Bloomberg takes a shot:
Loudcloud's Andreessen Looks for Silver Lining in Internet Drop New York, March 2 (Bloomberg) -- Marc Andreessen is a guy who can spot a silver lining.
At a time when young, unprofitable Internet companies are the last thing most investors want, Andreessen, a co-founder of Netscape Communications Corp., is courting buyers for a $180 million initial public offering of his latest Web venture, Loudcloud Inc.
``He obviously sees opportunity where many others don't,'' said George Nichols, an Internet analyst at Morningstar Inc., a research firm.
That Loudcloud's competitors are trading at a fraction of their former value and no Internet software company has been able to complete an IPO for six months isn't a deterrent.
Andreessen, whose offering of Netscape shares in 1995 was the first hot Internet IPO, is taking to heart the adage that some of the best companies go public in a bear market. He and bankers from Goldman, Sachs & Co. and Morgan Stanley Dean Witter & Co. are touring the country to drum up support for the IPO, planned for next Wednesday.
Investors won't be easy to woo. Many have already been burned by Loudcloud's rivals, such as Exodus Communications Inc., Akamai Technologies Inc. and Storage Networks Inc.

§ **WHAT TO WORK ON**: Proceed with the Bloomberg article above about Andreessen and the Loudcloud IPO, picking up right after its final sentence.

§ **DATA SEGMENT**:
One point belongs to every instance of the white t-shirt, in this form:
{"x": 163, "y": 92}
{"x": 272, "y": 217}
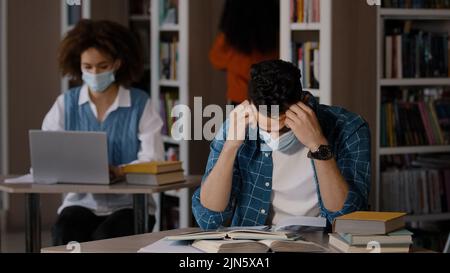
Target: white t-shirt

§ **THE OUTPUT**:
Plunging Internet and technology stocks, which dragged the Nasdaq Composite Index down more than 50 percent in less than a year, have all but stamped out demand for IPOs. Just 10 companies have completed IPOs so far this year, compared with about 70 in the same period last year.
``This is an important IPO because it's got such buzz around it,'' said Nichols. ``People are watching it closely to see if there's any demand at all for companies like this.''
Silver Lining
Loudcloud's silver lining may prove to be Andreessen himself, investors said. The 29-year old is credited with developing the first Internet browser and taking Netscape from a start-up to a $10 billion company before being bought by American Online Inc.
``There's only one reason why this thing is getting done at all; and that's Marc,'' said Darren Chervitz, director of research at Jacob Asset Management. ``I can't imagine a less desired company right now.''
Loudcloud, whose Opsware and Smart Cloud software helps clients build and maintain their Internet operations, halved its valuation in February to take into account the plunge in values of its peers. It dropped its expected post-IPO value to $674 million from the $1.3 billion the company expected when it first filed terms of its IPO in October.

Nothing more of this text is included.